**Task requirements**: Copy out every record below, word for word.

**Provided records**:
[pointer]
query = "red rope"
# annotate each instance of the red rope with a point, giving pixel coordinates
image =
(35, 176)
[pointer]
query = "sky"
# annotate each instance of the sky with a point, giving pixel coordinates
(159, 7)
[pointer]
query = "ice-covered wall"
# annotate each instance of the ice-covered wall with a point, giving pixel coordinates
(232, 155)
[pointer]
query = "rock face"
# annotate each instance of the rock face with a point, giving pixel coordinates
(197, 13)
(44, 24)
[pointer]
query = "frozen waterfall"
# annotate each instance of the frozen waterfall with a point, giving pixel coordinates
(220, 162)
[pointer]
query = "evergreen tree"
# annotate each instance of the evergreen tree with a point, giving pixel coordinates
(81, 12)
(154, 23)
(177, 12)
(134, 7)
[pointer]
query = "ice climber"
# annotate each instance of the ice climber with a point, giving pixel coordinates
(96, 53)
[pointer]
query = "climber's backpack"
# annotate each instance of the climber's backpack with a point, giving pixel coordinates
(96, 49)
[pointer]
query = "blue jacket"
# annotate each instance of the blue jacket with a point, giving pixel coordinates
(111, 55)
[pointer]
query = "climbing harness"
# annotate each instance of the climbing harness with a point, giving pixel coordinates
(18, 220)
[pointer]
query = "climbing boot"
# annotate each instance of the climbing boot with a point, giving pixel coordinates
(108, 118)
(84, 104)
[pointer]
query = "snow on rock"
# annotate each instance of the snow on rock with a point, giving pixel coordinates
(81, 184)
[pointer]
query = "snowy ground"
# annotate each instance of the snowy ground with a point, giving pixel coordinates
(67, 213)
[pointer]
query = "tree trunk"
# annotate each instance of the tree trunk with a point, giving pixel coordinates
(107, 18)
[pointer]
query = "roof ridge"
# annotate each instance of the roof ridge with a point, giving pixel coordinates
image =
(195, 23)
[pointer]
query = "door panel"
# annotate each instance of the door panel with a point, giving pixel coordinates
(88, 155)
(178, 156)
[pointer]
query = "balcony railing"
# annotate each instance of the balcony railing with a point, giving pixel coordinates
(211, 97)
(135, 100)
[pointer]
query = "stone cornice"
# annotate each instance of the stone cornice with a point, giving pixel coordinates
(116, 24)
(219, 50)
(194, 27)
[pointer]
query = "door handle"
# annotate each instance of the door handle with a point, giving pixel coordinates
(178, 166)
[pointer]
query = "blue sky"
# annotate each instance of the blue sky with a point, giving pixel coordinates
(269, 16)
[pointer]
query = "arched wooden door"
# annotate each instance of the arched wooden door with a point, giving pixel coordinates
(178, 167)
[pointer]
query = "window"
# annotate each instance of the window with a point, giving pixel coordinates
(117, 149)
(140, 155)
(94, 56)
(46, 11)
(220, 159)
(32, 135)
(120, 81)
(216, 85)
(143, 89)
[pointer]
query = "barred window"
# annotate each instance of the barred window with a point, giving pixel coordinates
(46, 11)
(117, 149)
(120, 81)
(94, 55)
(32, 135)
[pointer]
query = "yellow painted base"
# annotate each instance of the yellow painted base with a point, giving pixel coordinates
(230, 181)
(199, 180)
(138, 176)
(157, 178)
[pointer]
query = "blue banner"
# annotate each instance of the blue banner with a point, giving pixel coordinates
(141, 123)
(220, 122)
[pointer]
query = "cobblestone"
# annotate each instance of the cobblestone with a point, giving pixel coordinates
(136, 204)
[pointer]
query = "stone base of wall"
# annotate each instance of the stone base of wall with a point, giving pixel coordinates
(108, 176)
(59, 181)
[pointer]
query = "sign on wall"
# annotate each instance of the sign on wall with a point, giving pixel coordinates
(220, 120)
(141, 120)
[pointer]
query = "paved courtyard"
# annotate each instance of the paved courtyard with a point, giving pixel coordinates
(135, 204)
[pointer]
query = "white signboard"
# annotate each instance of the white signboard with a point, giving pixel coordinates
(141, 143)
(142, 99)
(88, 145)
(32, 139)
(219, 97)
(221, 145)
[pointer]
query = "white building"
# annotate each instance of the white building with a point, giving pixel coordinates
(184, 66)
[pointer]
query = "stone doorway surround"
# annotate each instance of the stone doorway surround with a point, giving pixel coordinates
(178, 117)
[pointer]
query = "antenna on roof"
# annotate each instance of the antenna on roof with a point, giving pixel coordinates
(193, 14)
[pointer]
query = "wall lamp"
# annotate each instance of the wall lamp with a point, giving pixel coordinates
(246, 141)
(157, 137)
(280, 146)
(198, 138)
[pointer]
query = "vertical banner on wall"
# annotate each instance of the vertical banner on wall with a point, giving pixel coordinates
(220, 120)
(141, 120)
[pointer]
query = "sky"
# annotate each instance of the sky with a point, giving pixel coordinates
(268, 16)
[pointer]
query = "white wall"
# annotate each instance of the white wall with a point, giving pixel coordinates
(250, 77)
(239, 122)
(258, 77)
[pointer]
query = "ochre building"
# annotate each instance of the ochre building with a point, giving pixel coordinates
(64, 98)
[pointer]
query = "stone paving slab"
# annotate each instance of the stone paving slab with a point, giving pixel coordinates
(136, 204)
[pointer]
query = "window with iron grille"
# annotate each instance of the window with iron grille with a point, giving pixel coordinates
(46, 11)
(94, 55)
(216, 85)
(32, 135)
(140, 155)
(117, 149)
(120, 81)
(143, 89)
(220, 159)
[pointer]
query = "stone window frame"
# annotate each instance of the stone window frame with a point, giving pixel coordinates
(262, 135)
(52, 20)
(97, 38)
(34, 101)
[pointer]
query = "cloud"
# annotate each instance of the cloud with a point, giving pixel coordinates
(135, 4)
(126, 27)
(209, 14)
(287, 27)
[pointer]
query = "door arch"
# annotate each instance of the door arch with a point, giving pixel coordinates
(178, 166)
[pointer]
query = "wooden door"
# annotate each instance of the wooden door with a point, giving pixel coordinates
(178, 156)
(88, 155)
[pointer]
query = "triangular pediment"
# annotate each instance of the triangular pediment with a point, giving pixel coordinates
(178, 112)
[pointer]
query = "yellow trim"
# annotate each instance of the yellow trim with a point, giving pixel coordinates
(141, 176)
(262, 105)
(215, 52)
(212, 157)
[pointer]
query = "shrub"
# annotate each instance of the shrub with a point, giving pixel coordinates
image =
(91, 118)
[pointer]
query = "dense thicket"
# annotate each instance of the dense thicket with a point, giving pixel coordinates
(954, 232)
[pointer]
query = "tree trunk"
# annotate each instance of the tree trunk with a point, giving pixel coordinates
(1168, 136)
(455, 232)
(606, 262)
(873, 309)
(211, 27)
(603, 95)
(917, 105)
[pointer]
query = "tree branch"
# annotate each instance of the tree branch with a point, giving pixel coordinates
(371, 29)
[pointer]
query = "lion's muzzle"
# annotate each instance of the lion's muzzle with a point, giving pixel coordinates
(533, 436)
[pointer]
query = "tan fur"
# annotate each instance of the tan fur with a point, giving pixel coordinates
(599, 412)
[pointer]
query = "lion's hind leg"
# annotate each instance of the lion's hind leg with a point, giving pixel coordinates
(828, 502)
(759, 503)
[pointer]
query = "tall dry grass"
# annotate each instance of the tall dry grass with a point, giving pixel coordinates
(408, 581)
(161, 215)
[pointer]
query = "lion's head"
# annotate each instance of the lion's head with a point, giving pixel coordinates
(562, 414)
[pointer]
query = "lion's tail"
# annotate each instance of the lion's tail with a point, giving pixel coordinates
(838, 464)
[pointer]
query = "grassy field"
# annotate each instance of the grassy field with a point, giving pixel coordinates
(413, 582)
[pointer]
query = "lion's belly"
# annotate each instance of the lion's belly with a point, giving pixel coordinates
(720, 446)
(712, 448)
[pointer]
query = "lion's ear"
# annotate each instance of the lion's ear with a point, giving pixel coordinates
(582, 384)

**Response to this exercise**:
[pointer]
query = "red rope"
# annotate each instance of the red rope with a point, giving pixel coordinates
image =
(35, 176)
[pointer]
query = "sky"
# annotate each instance of the sky with a point, giving pixel coordinates
(159, 7)
[pointer]
query = "ice-covered wall"
# annotate each instance of the ice-covered wall with a point, giving pixel coordinates
(232, 155)
[pointer]
query = "rock face"
# annotate each instance of the rock face with a point, giving pixel coordinates
(197, 13)
(44, 24)
[pointer]
query = "frozen waterfall"
# annotate each instance of the frozen waterfall with a point, giving pixel coordinates
(220, 162)
[pointer]
query = "evergreen tree"
# annotate each instance of the evergreen tree with a point, giving pixel coordinates
(81, 12)
(154, 23)
(177, 12)
(134, 7)
[pointer]
query = "ice climber"
# annotate each instance of the ice climber with a point, giving pixel coordinates
(96, 53)
[pointer]
query = "climber's backpack"
# annotate each instance of the climber's backpack with a point, giving pixel coordinates
(96, 49)
[pointer]
query = "blue jacket"
# annotate each instance of the blue jacket with a point, giving pixel coordinates
(111, 55)
[pointer]
query = "climbing harness"
# annotate each instance of the climbing harness with a point, giving pixel coordinates
(18, 220)
[pointer]
query = "climbing boot"
# annotate each instance of the climbing boot with a point, giving pixel coordinates
(108, 118)
(84, 104)
[pointer]
query = "snow on rock"
# annotate each instance of the snow on rock with a point, giving pixel coordinates
(81, 184)
[pointer]
query = "snowy ground"
# annotate each instance of the snowy ground with a point, giving pixel coordinates
(67, 213)
[pointer]
query = "tree trunk"
# annotate each instance of the tree trunk with a point, giving pixel coordinates
(107, 18)
[pointer]
query = "roof ridge"
# annotate each instance of the roof ridge with a point, giving pixel coordinates
image =
(195, 23)
[pointer]
query = "door panel"
# annotate each instance of the door panel with a point, giving pixel coordinates
(88, 155)
(178, 156)
[pointer]
query = "balcony railing"
# annotate each instance of the balcony railing with a point, giving pixel coordinates
(211, 97)
(135, 100)
[pointer]
query = "stone cornice"
# annotate each instance of the stone cornice with a point, giving pixel coordinates
(116, 24)
(219, 50)
(194, 27)
[pointer]
query = "door handle"
# annotate each instance of the door handle with a point, giving pixel coordinates
(178, 166)
[pointer]
query = "blue sky"
# annotate each instance of the blue sky with a point, giving pixel coordinates
(269, 16)
[pointer]
query = "arched wooden door"
# annotate each instance of the arched wooden door with a point, giving pixel coordinates
(178, 167)
[pointer]
query = "window"
# annotate each instance of the window with a point, giving pixel coordinates
(117, 149)
(140, 155)
(94, 56)
(46, 11)
(220, 159)
(32, 135)
(120, 81)
(216, 85)
(143, 89)
[pointer]
query = "barred window"
# annotate each instance of the barred window with a point, giving pixel coordinates
(46, 11)
(117, 149)
(120, 81)
(94, 55)
(32, 135)
[pointer]
query = "yellow painted base"
# annotate each instance of the yellow painted base with a point, giving pixel coordinates
(230, 181)
(199, 180)
(138, 176)
(157, 178)
[pointer]
query = "blue banner"
# annotate each instance of the blue banner with a point, giving pixel coordinates
(141, 123)
(220, 122)
[pointer]
query = "cobblestone"
# annotate each instance of the cobblestone with a point, giving pixel coordinates
(136, 204)
[pointer]
query = "stone base of wall"
# annotate each instance of the stone base of wall with a point, giving pixel coordinates
(108, 176)
(59, 181)
[pointer]
query = "sign on wall"
# annotate each instance of the sign on wall with a point, giving pixel coordinates
(220, 120)
(141, 120)
[pointer]
query = "paved courtyard"
# annotate each instance of the paved courtyard with a point, giving pixel coordinates
(135, 204)
[pointer]
query = "white signboard"
# annotate each instance of the white signboard with a point, giving pixel coordinates
(141, 143)
(142, 99)
(88, 145)
(32, 139)
(219, 97)
(221, 145)
[pointer]
query = "white building"
# annotate each instance of the white building with a point, giving pixel coordinates
(184, 66)
[pointer]
query = "stone doorway surround"
# annotate each instance of the stone doorway surround with a point, giving pixel coordinates
(178, 117)
[pointer]
query = "antenna on roof"
# annotate each instance of the antenna on roof with a point, giving pixel coordinates
(193, 14)
[pointer]
query = "wall lamp"
# annotate each instance of the wall lamp with a point, giving pixel coordinates
(246, 141)
(157, 137)
(280, 146)
(198, 138)
[pointer]
query = "vertical banner on wall"
# annotate each instance of the vertical banner on wall with a point, giving pixel coordinates
(220, 120)
(141, 120)
[pointer]
query = "sky"
# annotate each instance of the sky with a point, giving pixel coordinates
(268, 16)
[pointer]
query = "white wall"
# annotate each instance of the white wall with a point, giving pixel coordinates
(250, 77)
(239, 122)
(258, 77)
[pointer]
query = "ochre building"
# annotate each instance of the ochre building with a point, giving pixel coordinates
(64, 98)
[pointer]
query = "stone paving slab"
# annotate each instance of the stone paving slab with a point, giving pixel coordinates
(136, 204)
[pointer]
query = "window with iron grille"
# annotate each instance of the window with iron grille with a point, giving pixel coordinates
(46, 11)
(94, 55)
(216, 85)
(32, 135)
(140, 155)
(117, 149)
(120, 81)
(143, 89)
(220, 159)
[pointer]
query = "stone window frame"
# annotate each instance of the stone window frame with a point, giving pixel coordinates
(262, 135)
(52, 20)
(97, 38)
(34, 101)
[pointer]
query = "cloud"
# annotate each instance of the cloud with a point, giving pixel coordinates
(135, 4)
(126, 27)
(209, 14)
(287, 27)
[pointer]
query = "door arch"
# annotate each instance of the door arch with a point, giving pixel coordinates
(178, 166)
[pointer]
query = "wooden door"
# annotate each instance of the wooden door with a point, giving pixel coordinates
(178, 156)
(88, 155)
[pointer]
query = "triangular pediment"
# annotate each instance of the triangular pediment with a point, giving pixel coordinates
(178, 112)
[pointer]
query = "yellow trim"
# annotate each instance of the yellow trim with a point, giving pixel coordinates
(141, 176)
(262, 105)
(215, 52)
(212, 157)
[pointer]
query = "shrub"
# annotate each instance of the shrub with a point, giving pixel coordinates
image =
(91, 118)
[pointer]
query = "dense thicket"
# annotate each instance of the dense thicket with a point, giving pixel coordinates
(954, 232)
[pointer]
query = "tree trunk"
# annotate each instance of the tree trunk with a point, giving pixel coordinates
(1168, 136)
(455, 232)
(606, 262)
(873, 309)
(211, 27)
(603, 95)
(917, 105)
[pointer]
query = "tree branch"
# annotate each instance of the tree branch with a point, giving pixel coordinates
(371, 29)
[pointer]
query = "lion's muzzle"
# annotate each instance of the lion's muzzle with a point, giving pixel coordinates
(533, 436)
[pointer]
query = "tan fur"
# annotate each instance of the tan fur with a point, giving pixel coordinates
(599, 412)
[pointer]
query = "lion's hind leg"
# annotate each instance of the lion's hind leg with a point, giving pixel coordinates
(828, 502)
(759, 503)
[pointer]
query = "tall dry grass"
# annotate each instance of the tall dry grass with a point, giving pixel coordinates
(408, 581)
(161, 215)
[pointer]
query = "lion's head"
# annotate each instance of the lion's head with a point, giving pixel coordinates
(562, 414)
[pointer]
query = "lion's tail"
# annotate each instance of the lion's tail with a point, giving pixel coordinates
(838, 464)
[pointer]
query = "grassy field"
# annotate each instance of the grassy field with a point, giving pixel coordinates
(413, 582)
[pointer]
query = "lion's belly"
# annotate each instance of the lion's belly with a point, giving pixel coordinates
(720, 446)
(712, 448)
[pointer]
query = "lion's ear"
# annotate each instance of the lion's ear with a point, giving pixel coordinates
(582, 384)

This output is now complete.